> [Aim]: Render every line of the material below as a JSON array of strings, with one string per line and blank lines omitted.

> [Information supplied]:
★ ★ ★

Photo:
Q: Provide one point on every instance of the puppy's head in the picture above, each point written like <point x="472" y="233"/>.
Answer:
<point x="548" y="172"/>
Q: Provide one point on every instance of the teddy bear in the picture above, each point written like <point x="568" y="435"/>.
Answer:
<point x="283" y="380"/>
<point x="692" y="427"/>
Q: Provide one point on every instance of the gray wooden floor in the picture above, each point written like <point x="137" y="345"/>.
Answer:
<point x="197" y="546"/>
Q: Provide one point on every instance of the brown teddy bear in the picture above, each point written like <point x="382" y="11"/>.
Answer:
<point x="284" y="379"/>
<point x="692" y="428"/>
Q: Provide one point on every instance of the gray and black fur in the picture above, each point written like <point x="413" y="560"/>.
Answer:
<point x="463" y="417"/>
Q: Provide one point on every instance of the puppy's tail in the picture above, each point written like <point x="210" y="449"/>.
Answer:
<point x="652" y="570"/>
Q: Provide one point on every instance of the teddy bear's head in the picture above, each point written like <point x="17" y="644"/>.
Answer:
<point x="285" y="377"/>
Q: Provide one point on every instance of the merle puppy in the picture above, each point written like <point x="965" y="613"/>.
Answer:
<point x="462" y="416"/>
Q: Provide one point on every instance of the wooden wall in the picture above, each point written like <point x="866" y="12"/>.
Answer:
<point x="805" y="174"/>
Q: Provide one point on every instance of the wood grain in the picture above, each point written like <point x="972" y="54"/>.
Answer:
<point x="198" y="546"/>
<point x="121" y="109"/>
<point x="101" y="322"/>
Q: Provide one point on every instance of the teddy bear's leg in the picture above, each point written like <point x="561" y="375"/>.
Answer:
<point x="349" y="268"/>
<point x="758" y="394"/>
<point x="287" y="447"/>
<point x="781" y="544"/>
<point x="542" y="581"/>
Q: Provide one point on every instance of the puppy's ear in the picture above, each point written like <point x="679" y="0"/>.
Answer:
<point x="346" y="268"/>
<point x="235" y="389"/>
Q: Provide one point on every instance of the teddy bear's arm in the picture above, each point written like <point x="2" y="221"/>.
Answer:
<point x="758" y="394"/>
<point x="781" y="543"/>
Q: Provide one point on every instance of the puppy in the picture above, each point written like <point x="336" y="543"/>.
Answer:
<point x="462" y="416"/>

★ ★ ★

> [Result for this exercise]:
[
  "Photo:",
  "Q: Provide one point on every instance of the puppy's head in the picture above, each point written like <point x=\"472\" y=\"233\"/>.",
  "Answer:",
  "<point x=\"548\" y=\"172\"/>",
  "Q: Provide one point on every instance of the teddy bear in the picture above, each point written like <point x=\"568\" y=\"435\"/>.",
  "Answer:",
  "<point x=\"283\" y=\"380\"/>",
  "<point x=\"692\" y=\"427\"/>",
  "Q: Provide one point on every instance of the gray wooden floor in the picture above, each point written like <point x=\"137\" y=\"345\"/>.",
  "Answer:",
  "<point x=\"197\" y=\"546\"/>",
  "Q: Provide one point on every instance of the brown teddy bear in the picture above, each point written like <point x=\"382\" y=\"11\"/>.",
  "Answer:",
  "<point x=\"284\" y=\"379\"/>",
  "<point x=\"692\" y=\"428\"/>",
  "Q: Provide one point on every instance of the gray and black fur in the picture above, each point written like <point x=\"413\" y=\"560\"/>.",
  "Answer:",
  "<point x=\"463\" y=\"417\"/>",
  "Q: Provide one point on every instance of the puppy's tail in the picture above, each point written like <point x=\"210\" y=\"449\"/>.",
  "Answer:",
  "<point x=\"652\" y=\"570\"/>",
  "Q: Provide one point on every instance of the teddy bear's head in the picture above, each point written like <point x=\"17\" y=\"644\"/>.",
  "Answer:",
  "<point x=\"285\" y=\"377\"/>",
  "Q: Provide one point on every instance of the merle puppy in the picture above, each point written like <point x=\"965\" y=\"613\"/>.",
  "Answer:",
  "<point x=\"462\" y=\"416\"/>",
  "Q: Provide one point on every instance of the wooden wall in the picture above, each point written like <point x=\"866\" y=\"12\"/>.",
  "Answer:",
  "<point x=\"805\" y=\"174\"/>",
  "Q: Provide one point on every instance of the wood grain in the picture above, each point written like <point x=\"972\" y=\"54\"/>.",
  "Answer:",
  "<point x=\"198\" y=\"546\"/>",
  "<point x=\"121\" y=\"109\"/>",
  "<point x=\"101\" y=\"322\"/>",
  "Q: Provide one point on every instance of the teddy bear's leg in the picture above, each point written like <point x=\"561\" y=\"375\"/>.",
  "Answer:",
  "<point x=\"349\" y=\"268\"/>",
  "<point x=\"758\" y=\"394\"/>",
  "<point x=\"287\" y=\"447\"/>",
  "<point x=\"781\" y=\"544\"/>",
  "<point x=\"542\" y=\"581\"/>",
  "Q: Provide one point on every instance of the puppy's ear in the picture above, each point written like <point x=\"679\" y=\"0\"/>.",
  "Answer:",
  "<point x=\"346\" y=\"268\"/>",
  "<point x=\"235\" y=\"389\"/>",
  "Q: Provide one point on every instance of the teddy bear's arm in the picture above, each point written like <point x=\"2\" y=\"221\"/>.",
  "Answer:",
  "<point x=\"758\" y=\"394\"/>",
  "<point x=\"781\" y=\"543\"/>",
  "Q: Provide one point on every instance of the puppy in the picture above, each point written like <point x=\"336\" y=\"543\"/>.",
  "Answer:",
  "<point x=\"462\" y=\"416\"/>"
]